Nothing but the pictures is dropped; write out all the remaining data below exactly.

[Collected data]
--------------------

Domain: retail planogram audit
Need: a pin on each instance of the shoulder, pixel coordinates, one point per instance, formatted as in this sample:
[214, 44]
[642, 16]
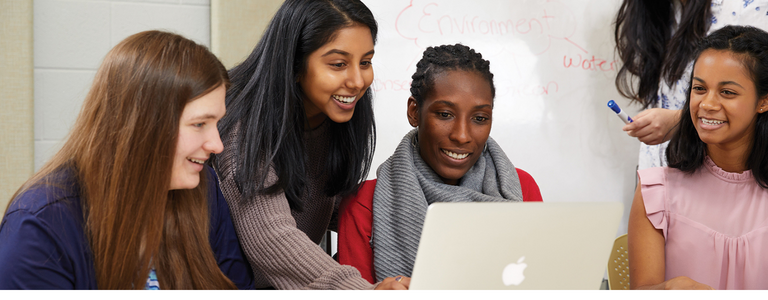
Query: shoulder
[528, 186]
[56, 194]
[656, 175]
[363, 199]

--------------------

Finished exercise.
Domain: retail planogram audit
Need: a pin on each instance of the shoulder, pixel coordinates, one point per instance, formatted as in this sample:
[214, 44]
[642, 16]
Query: shoulder
[528, 186]
[56, 194]
[656, 175]
[363, 199]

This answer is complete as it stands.